Please repeat each entry. Match every word exactly.

===== Source material

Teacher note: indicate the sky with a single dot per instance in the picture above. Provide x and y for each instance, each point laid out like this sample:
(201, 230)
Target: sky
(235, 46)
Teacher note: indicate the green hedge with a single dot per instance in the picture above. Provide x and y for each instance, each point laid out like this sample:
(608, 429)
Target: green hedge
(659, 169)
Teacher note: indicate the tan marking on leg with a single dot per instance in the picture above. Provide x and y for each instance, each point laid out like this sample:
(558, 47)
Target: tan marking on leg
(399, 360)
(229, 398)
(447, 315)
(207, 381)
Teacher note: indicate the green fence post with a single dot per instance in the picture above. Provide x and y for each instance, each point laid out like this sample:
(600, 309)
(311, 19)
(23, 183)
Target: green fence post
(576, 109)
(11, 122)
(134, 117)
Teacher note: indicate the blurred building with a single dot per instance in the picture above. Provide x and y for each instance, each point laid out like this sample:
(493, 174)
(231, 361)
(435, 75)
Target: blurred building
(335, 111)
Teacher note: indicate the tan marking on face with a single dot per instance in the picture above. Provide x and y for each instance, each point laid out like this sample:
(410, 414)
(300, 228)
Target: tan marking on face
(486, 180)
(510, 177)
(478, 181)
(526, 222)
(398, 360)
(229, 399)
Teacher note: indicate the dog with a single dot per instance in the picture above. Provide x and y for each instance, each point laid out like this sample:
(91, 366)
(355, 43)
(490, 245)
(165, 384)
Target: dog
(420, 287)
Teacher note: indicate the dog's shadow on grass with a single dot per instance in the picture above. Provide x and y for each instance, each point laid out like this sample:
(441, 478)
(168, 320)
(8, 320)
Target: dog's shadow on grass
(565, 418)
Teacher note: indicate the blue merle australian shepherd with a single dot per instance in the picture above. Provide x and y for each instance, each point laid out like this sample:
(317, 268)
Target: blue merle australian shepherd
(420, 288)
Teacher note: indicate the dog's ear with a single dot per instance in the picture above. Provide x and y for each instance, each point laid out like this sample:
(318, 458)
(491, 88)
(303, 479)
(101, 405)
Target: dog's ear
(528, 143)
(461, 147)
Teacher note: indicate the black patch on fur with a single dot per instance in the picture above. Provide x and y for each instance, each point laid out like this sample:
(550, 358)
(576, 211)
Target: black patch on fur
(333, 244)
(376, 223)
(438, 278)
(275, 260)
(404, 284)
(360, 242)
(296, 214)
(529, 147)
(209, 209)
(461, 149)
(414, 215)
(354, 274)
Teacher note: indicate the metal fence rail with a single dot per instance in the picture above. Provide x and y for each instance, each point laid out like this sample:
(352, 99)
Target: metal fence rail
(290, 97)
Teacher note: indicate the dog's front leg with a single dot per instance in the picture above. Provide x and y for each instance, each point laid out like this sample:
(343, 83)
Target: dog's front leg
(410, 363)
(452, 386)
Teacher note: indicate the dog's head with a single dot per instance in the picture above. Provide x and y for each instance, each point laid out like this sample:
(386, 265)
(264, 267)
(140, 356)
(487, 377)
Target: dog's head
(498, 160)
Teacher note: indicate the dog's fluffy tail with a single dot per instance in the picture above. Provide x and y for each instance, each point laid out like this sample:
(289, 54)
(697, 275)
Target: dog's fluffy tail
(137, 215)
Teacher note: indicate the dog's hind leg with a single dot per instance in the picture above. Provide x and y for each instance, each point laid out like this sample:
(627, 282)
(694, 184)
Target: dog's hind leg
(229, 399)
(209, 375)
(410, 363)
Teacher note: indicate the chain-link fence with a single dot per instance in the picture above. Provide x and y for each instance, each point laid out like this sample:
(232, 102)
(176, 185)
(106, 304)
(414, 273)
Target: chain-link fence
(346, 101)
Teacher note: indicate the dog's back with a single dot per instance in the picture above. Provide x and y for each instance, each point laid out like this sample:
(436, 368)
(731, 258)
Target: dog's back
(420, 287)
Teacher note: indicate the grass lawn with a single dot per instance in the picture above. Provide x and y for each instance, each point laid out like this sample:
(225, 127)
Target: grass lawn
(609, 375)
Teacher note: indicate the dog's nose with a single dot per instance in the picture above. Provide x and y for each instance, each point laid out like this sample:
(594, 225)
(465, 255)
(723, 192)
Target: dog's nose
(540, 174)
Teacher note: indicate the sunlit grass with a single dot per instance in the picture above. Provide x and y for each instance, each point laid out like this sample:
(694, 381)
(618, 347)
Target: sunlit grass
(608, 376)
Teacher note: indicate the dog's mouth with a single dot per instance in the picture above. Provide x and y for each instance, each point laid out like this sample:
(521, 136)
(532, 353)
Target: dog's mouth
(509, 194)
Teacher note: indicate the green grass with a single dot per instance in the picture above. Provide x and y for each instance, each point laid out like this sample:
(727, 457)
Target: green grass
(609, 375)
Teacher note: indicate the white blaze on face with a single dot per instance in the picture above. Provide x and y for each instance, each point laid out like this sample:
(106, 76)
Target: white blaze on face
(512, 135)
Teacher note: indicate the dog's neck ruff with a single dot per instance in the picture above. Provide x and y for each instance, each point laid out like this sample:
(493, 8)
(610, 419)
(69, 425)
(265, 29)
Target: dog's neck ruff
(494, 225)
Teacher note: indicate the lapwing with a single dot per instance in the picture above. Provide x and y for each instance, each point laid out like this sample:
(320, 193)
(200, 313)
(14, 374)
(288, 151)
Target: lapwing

==========

▸ **Answer section**:
Teacher note: indicate the sky with a single dot per instance in the picture above. Provide x and y for each instance, each point laid out like this sample:
(201, 230)
Target: sky
(235, 46)
Teacher note: indicate the green hedge with a single dot per instance in the picture above. Provide x and y for each instance, each point laid out like this sample:
(608, 429)
Target: green hedge
(659, 169)
Teacher note: indicate the tan marking on leg with a single dot per instance in the picture above. Provide x and y for each instance, each point laid out like this sample:
(558, 47)
Target: tan marking on leg
(399, 360)
(229, 398)
(447, 315)
(207, 381)
Teacher note: indicate the green fence post with a single dot per instance in the picture above. Provide x and y for each instance, each point laid out like this sample:
(600, 309)
(311, 19)
(23, 183)
Target: green fence post
(576, 109)
(11, 122)
(134, 117)
Teacher note: indicate the blurred building with a single dot per instance in the picture above. Provide x and y for each instance, each point laid out like this sample:
(493, 174)
(231, 361)
(435, 75)
Target: blurred building
(335, 111)
Teacher note: indicate the tan marking on face with a single dot per instance in the picture above. Provide x and y for each instance, each point laid out like this sample:
(410, 414)
(300, 228)
Target: tan marking on face
(486, 180)
(510, 177)
(478, 181)
(526, 222)
(398, 360)
(229, 399)
Teacher note: indicate the dog with a single dot per instance in the picture above. Provide x and y for each instance, each point laid out like this sample:
(91, 366)
(355, 43)
(490, 245)
(165, 384)
Target: dog
(420, 287)
Teacher note: indicate the dog's shadow on grass with a single dot per instance in the picture above. Provide x and y for each instance, each point laid out like this sample:
(441, 478)
(168, 320)
(8, 320)
Target: dog's shadow on grass
(565, 418)
Teacher note: indicate the blue merle australian shepherd with a single dot per instance in the picture above. Provide x and y for each instance, each point laid out like this sample:
(317, 268)
Target: blue merle australian shepherd
(420, 288)
Teacher note: indicate the dog's ear with a single dot per instance in the picture above. Provide x and y for each instance, each point laid out like this sample:
(318, 458)
(491, 88)
(303, 479)
(101, 405)
Target: dog's ear
(528, 143)
(461, 147)
Teacher note: indicate the black patch on fur with a single dot per instance in the picture above. Provide x and y for each instance, each point laid out like this sample:
(550, 358)
(576, 211)
Target: black patch on fur
(333, 244)
(376, 223)
(438, 278)
(275, 260)
(404, 284)
(360, 242)
(296, 214)
(529, 147)
(209, 209)
(461, 149)
(414, 215)
(354, 274)
Teacher note: indicate the metal fence rail with a single dot per instance in the picture above. Provide x and y for each instance, each point laid out like this sample:
(352, 99)
Target: metal fence rail
(290, 97)
Teacher note: indicate the dog's front leg with a single dot per instance in the picture above. Provide x and y for each instance, each point laid out like this sample:
(343, 83)
Target: dog's front leg
(410, 363)
(452, 386)
Teacher note: indicate the dog's head with a single dot per instance in the picture above. Provide x and y for each instance, each point laid out like this sample:
(386, 265)
(264, 267)
(140, 356)
(487, 377)
Target: dog's head
(498, 160)
Teacher note: indicate the dog's fluffy tail with a single dot per instance in the picture above. Provide x and y for each instance, each point laid out like this sample:
(289, 54)
(697, 275)
Target: dog's fluffy tail
(137, 215)
Teacher note: indicate the dog's hind leg with a single dot per instance in the picture above. Provide x and y for each instance, each point laid out like this sample:
(627, 282)
(694, 184)
Target: dog's hind leg
(229, 399)
(209, 375)
(410, 363)
Teacher note: indicate the chain-link fence with a single dot per instance in the picture above. Provide x and y for each instance, each point laid out like this sample:
(232, 102)
(176, 185)
(106, 304)
(414, 273)
Target: chain-link fence
(346, 101)
Teacher note: indicate the dog's back with a single dot per instance in the picture above. Provide x and y for each instance, each point laid out like this sample:
(436, 368)
(731, 258)
Target: dog's back
(420, 287)
Teacher note: indicate the grass lawn with a single dot per instance in the picture above. Provide x and y for each instance, each point laid out like this sample:
(225, 127)
Target: grass lawn
(609, 375)
Teacher note: indicate the dog's nose with a single dot per instance in the picture above. Provide x and y for each instance, each point laid out like this sample:
(594, 225)
(465, 255)
(723, 192)
Target: dog's nose
(540, 174)
Teacher note: indicate the sunlit grass with a single dot per instance in the picture above. Provide x and y for each instance, each point laid out like this sample:
(694, 381)
(618, 347)
Target: sunlit grass
(608, 376)
Teacher note: indicate the dog's mouth with a single dot per instance in the picture above. Provide x and y for each instance, each point laid out like this sample:
(521, 136)
(532, 353)
Target: dog's mouth
(509, 194)
Teacher note: indicate the green grass with a single dot per instance in the picture above. Provide x and y for each instance, each point laid out like this sample:
(727, 457)
Target: green grass
(609, 375)
Teacher note: indicate the white blaze on face with a single dot per instance in the picture above. Provide x and y for each instance, each point laid out like this sample:
(106, 76)
Target: white blaze on face
(512, 135)
Teacher note: indicate the dog's neck ruff with a single dot per instance in the picture above. Provide x and y for each instance, each point laid out like this sample:
(493, 8)
(610, 419)
(69, 425)
(265, 29)
Target: dog's neck ruff
(494, 225)
Teacher note: indicate the lapwing with a single dot per instance in the picture above. Provide x and y for each instance, each point laid out like this sample:
(320, 193)
(200, 313)
(14, 374)
(288, 151)
Target: lapwing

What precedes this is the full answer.